REQUEST A = Summarize the bees service configuration excerpt in two sentences.
REQUEST B = According to the bees service configuration excerpt, why might someone remove the IOSchedulingClass=idle and IOSchedulingPriority=7 lines? Answer in one or two sentences.
REQUEST C = Write the next part of the bees service configuration text, starting after its final sentence.

EXCERPTED TEXT =

=-=-=

AmbientCapabilities=CAP_DAC_OVERRIDE CAP_DAC_READ_SEARCH CAP_FOWNER CAP_SYS_ADMIN

# With NoNewPrivileges, running sudo cannot gain any new privilege
NoNewPrivileges=true

[Install]
WantedBy=multi-user.target

# /etc/systemd/system/bees.service.d/override.conf
[Service]
Slice=maintenance.slice
IOWeight=10
StartupIOWeight=25

# /etc/systemd/system/maintenance.slice
[Unit]
Description=Limit maintenance tasks resource usage

[Slice]
AllowedCPUs=16-19
CPUWeight=20
IOWeight=10

Adjust for your needs. I'm running on i7-12700K, CPU 16-19 are the e-cores. My subvolid=0 is mounted at /mnt/btrfs-pool.

If the kernel leaks IO priorities into other process contexts, you may want to remove these:

IOSchedulingClass=idle
IOSchedulingPriority=7

Tuning the services while running may partially work using systemctl edit [--full] {bees.service|maintenance.slice}, or some of the property commands of systemctl.

=-=-=

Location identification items
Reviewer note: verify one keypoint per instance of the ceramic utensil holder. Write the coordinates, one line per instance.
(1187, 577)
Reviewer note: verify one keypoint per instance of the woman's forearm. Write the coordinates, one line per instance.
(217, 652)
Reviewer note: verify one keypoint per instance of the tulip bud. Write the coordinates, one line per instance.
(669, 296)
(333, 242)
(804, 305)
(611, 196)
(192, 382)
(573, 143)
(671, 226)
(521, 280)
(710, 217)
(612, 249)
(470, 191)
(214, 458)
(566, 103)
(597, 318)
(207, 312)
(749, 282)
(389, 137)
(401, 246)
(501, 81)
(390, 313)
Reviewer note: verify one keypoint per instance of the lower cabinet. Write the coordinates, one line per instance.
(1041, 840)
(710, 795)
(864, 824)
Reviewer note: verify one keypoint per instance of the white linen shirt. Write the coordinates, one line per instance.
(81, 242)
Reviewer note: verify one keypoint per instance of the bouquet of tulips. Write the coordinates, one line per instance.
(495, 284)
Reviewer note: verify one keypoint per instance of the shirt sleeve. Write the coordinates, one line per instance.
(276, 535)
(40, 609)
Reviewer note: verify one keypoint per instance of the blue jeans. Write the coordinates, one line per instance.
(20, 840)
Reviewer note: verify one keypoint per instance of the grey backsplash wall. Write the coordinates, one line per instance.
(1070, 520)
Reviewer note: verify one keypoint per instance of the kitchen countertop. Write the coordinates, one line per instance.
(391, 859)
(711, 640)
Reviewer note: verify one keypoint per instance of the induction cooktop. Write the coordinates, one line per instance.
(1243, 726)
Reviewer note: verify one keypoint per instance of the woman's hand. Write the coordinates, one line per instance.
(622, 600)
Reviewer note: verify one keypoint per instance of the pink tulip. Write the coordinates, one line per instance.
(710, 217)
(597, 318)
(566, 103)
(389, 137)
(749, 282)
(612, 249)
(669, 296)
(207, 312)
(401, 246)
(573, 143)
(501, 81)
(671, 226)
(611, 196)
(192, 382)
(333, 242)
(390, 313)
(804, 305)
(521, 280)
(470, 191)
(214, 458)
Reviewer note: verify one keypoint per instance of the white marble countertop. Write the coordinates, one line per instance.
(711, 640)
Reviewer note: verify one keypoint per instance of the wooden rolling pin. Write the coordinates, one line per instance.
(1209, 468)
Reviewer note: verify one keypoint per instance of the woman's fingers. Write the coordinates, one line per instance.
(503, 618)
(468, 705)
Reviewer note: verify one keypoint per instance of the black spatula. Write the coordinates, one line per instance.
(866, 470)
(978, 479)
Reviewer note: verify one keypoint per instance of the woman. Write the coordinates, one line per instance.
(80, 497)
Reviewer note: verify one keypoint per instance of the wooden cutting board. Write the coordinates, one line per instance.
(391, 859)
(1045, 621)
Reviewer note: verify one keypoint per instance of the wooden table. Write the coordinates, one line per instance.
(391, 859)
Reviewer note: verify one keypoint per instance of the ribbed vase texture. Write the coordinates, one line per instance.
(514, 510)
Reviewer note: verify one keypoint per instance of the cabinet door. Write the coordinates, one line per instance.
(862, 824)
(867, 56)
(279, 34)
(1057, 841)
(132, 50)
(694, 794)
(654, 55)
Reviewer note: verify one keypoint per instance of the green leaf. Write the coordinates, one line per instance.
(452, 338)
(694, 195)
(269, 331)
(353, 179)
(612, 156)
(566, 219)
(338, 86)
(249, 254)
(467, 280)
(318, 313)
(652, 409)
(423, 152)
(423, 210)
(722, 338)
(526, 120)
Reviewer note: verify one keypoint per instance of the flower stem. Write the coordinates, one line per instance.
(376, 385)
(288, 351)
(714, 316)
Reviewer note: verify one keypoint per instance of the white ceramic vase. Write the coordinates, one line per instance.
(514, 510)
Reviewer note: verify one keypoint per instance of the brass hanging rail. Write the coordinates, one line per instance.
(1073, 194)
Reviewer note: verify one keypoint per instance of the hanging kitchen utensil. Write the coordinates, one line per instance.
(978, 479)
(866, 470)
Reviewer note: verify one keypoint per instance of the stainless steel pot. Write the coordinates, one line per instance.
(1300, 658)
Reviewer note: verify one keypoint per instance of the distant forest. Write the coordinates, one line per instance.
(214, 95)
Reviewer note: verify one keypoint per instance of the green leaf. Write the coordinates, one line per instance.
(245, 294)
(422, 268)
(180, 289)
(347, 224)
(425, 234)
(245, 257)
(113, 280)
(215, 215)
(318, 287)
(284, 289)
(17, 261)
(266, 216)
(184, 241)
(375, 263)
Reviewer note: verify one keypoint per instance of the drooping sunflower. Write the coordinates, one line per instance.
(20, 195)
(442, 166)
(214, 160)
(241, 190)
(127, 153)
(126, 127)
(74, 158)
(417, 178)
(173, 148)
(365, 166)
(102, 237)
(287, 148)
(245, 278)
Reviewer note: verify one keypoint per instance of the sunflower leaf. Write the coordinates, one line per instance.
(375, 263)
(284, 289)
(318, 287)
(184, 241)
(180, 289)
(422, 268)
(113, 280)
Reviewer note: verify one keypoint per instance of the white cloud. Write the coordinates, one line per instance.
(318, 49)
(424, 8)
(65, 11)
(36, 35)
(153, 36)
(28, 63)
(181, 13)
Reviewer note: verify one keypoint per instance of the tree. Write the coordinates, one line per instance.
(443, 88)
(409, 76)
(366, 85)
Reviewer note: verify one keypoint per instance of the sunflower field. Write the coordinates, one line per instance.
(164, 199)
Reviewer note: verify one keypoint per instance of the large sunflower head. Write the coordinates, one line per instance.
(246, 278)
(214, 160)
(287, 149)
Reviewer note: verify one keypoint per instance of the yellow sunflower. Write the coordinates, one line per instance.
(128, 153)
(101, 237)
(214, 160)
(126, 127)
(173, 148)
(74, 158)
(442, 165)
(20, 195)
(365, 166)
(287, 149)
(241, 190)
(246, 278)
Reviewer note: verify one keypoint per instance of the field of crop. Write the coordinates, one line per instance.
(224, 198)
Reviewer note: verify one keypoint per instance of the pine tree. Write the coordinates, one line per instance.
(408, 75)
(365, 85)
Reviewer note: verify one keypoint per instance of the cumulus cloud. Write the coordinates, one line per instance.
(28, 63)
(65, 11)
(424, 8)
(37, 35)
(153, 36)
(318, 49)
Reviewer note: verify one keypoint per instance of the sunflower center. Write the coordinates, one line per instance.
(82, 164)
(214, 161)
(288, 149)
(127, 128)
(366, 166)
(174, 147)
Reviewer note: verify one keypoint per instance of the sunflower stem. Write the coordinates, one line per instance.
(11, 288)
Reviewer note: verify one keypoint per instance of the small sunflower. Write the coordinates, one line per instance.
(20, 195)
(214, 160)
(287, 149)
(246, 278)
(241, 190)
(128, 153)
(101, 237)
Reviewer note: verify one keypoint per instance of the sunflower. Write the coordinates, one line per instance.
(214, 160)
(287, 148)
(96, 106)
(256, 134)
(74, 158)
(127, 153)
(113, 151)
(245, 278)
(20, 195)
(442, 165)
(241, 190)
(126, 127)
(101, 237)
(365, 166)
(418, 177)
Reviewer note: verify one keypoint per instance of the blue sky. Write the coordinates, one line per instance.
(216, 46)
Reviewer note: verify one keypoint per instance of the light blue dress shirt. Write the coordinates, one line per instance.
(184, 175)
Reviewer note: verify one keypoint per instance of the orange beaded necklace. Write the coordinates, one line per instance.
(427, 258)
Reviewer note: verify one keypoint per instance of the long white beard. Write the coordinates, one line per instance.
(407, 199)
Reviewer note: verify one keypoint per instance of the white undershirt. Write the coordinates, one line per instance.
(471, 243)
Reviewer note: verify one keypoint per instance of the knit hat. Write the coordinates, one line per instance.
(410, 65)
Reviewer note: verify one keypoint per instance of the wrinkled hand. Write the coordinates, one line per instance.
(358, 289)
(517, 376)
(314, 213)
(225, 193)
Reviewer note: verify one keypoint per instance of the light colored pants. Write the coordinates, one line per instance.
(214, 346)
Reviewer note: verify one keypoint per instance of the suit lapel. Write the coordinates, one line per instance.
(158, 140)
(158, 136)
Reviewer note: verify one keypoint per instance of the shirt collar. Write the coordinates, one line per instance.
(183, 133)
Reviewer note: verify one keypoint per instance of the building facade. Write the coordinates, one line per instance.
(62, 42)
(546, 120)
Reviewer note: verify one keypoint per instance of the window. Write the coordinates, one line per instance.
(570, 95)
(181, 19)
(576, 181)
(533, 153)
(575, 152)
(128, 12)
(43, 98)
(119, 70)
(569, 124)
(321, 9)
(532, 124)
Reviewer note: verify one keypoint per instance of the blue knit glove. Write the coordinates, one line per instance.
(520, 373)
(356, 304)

=-=-=

REPLY A = The excerpt gives systemd settings for a bees service, including ambient capabilities, NoNewPrivileges=true, and an override that places the service in a maintenance slice with low IO weights. That slice restricts the service to CPUs 16-19, which are the e-cores on an i7-12700K, and lowers its CPU and IO weights; the text also says the idle IO scheduling lines may be removed if the kernel leaks IO priorities, and that tuning while running may partially work with systemctl edit.

REPLY B = Those lines may need to be removed if the kernel leaks IO priorities into other process contexts.

REPLY C =
kakra avatar Aug 17 '22 15:08 kakra

It looks like I should use libvirt hooks to stop the bees service after the VM is running.

daiaji avatar Aug 17 '22 16:08 daiaji

If the kernel leaks IO priorities into other process contexts,

How does one find out for sure whether their kernel does or does not do that? For example mine (NixOS 6.2.11, i.e. the latest and presumably mostly-vanilla) apparently does, judging by system behavior with and without the IOSchedulingClass=idle setting in the bees service (local audio playback stutters with it, works fine without it).

And if the norm is that the kernel does leak IO priorities, then maybe those lines should be removed from [email protected], or at least commented out with the explanation?

cmm avatar Apr 20 '23 08:04 cmm

There seem to be a lot of issues coming into play here:

  • IOSchedulingClass leaks into other processes IO, maybe due to tree updates affecting multiple processes, I don't know but it seems to be a thing (thanks @cmm, interesting observation)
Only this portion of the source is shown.